**Set of tasks**
1. Reproduce the stretch of the commentary on GB News from "This isn’t to" through "editor Christopher Hope.", word for word.
2. Reproduce only the stretch of the records from the line containing "target | blackberry" through the end of the records, with "smoothie" changed to "milkshake" and all else left unchanged.

**Excerpt to read**
>> START

In conservative circles, the notion of an anti-Tory broadcast bias has become orthodox. At a time when conservatism rails against groupthink, how curious that those critical faculties are not deployed against this trope. Though TV channels may be in danger of being mushily centrist, they are certainly not left wing, nor in my experience do individual broadcasters’ politics make much difference to output. Broadcast journalists, of course, have views; the difference between GB News and its rivals is that the latter try and filter them out. They have processes to mitigate bias and get as close to due impartiality and balance as possible, even if they sometimes fail. GB News does not. Indeed, its guiding belief is that it shouldn’t try; that it exists in a broadcast landscape dominated by the left and needs to offer something different, something that isn’t duly impartial but truly impartial. GB News views itself as the embodiment of the “real” or “authentic” public, hence its “people’s channel” moniker. It is, more or less, the Daily Mail at the end of a remote control.
This isn’t to say GB News offers nothing of value. Watch it and you find a channel with some daring, if occasionally surreal, production. John Cleese’s new show involved an interview with the former Who Wants to Be a Millionaire? host Chris Tarrant, discussing the evils of the tabloid press in the hall of a castle. “Farage at Large”, in which the former Brexit Party leader goes to parts of the country rarely graced by TV cameras, is an arresting watch, not least because he is a very skilful broadcaster. GB News has hired some excellent reporters, including the former Sky News home affairs correspondent Mark White and the former Daily Telegraph associate editor Christopher Hope.
What it isn’t is a news channel, in the sense that we have traditionally understood the term. The stream of Conservative politicians presenting on it poses big questions for the political and media class. More and more Labour MPs wonder whether an incoming Starmer government should ask Ofcom to intervene over the insurgent network. Perhaps Rishi Sunak should get ahead of them – the best thing he could do for the future of his party is neutralise a TV news channel that will only intensify the Tory party’s radicalisation in opposition.
There’s something to be said for GB News’s pushing of the boundaries. TV news can be a solid place. But to paraphrase Hugh Gaitskell, if we’re going to end 50 years of TV news, my goodness, it is a decision that needs a little care and thought. If Johnson being given his own show isn’t enough to start a serious conversation about the channel’s future, then I’m not sure what will.

>> END

**Records supplied**

>> START

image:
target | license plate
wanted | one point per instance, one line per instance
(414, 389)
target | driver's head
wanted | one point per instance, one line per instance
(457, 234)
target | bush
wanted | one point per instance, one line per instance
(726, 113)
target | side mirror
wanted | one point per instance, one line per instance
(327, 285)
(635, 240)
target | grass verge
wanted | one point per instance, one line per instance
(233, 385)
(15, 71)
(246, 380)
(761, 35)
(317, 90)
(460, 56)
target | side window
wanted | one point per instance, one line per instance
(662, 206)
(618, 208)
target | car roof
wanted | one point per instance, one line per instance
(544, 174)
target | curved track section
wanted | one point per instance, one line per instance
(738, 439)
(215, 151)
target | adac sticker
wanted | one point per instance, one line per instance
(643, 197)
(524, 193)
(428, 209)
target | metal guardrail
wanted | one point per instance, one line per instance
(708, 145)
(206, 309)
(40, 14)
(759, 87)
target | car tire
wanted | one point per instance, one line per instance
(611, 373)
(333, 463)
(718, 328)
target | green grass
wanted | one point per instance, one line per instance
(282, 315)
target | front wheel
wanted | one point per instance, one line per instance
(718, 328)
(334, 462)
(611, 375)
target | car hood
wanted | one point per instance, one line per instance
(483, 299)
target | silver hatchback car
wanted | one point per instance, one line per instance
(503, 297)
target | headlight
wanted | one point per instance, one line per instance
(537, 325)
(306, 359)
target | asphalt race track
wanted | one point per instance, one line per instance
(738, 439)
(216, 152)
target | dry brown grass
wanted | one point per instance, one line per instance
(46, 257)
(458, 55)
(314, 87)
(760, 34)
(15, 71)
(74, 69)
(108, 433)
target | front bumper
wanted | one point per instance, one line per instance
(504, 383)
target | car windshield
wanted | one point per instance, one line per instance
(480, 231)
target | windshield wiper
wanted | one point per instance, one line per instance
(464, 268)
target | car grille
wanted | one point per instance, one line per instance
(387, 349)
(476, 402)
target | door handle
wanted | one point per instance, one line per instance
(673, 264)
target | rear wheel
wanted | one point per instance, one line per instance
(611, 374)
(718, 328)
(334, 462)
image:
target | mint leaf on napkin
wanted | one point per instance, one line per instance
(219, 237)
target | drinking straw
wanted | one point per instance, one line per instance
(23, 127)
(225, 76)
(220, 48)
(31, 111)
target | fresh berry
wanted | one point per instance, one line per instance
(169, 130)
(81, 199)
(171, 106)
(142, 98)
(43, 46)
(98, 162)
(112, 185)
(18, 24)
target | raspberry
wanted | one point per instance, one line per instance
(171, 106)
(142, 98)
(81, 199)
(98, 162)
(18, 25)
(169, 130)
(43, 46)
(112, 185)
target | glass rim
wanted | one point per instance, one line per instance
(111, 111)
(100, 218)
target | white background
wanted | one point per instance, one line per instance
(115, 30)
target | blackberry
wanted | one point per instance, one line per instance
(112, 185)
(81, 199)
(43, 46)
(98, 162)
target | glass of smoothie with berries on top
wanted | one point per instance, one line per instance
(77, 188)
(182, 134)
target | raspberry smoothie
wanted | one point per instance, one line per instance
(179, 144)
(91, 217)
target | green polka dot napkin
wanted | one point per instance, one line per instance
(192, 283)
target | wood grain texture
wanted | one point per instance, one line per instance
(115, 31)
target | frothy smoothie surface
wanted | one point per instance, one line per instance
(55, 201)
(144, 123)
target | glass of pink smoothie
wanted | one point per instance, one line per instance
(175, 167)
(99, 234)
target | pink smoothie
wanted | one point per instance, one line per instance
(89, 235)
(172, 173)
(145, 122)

>> END

**Solutions**
1.
This isn’t to say GB News offers nothing of value. Watch it and you find a channel with some daring, if occasionally surreal, production. John Cleese’s new show involved an interview with the former Who Wants to Be a Millionaire? host Chris Tarrant, discussing the evils of the tabloid press in the hall of a castle. “Farage at Large”, in which the former Brexit Party leader goes to parts of the country rarely graced by TV cameras, is an arresting watch, not least because he is a very skilful broadcaster. GB News has hired some excellent reporters, including the former Sky News home affairs correspondent Mark White and the former Daily Telegraph associate editor Christopher Hope.

2.
target | blackberry
wanted | one point per instance, one line per instance
(112, 185)
(81, 199)
(43, 46)
(98, 162)
target | glass of milkshake with berries on top
wanted | one point per instance, one line per instance
(77, 188)
(182, 134)
target | raspberry milkshake
wanted | one point per instance, one line per instance
(179, 144)
(91, 217)
target | green polka dot napkin
wanted | one point per instance, one line per instance
(192, 283)
target | wood grain texture
wanted | one point per instance, one line per instance
(115, 31)
target | frothy milkshake surface
wanted | one point per instance, one line per instance
(55, 201)
(144, 123)
target | glass of pink milkshake
wanted | one point per instance, one line per instance
(175, 167)
(99, 234)
target | pink milkshake
wanted | one point per instance, one line per instance
(89, 235)
(172, 173)
(145, 122)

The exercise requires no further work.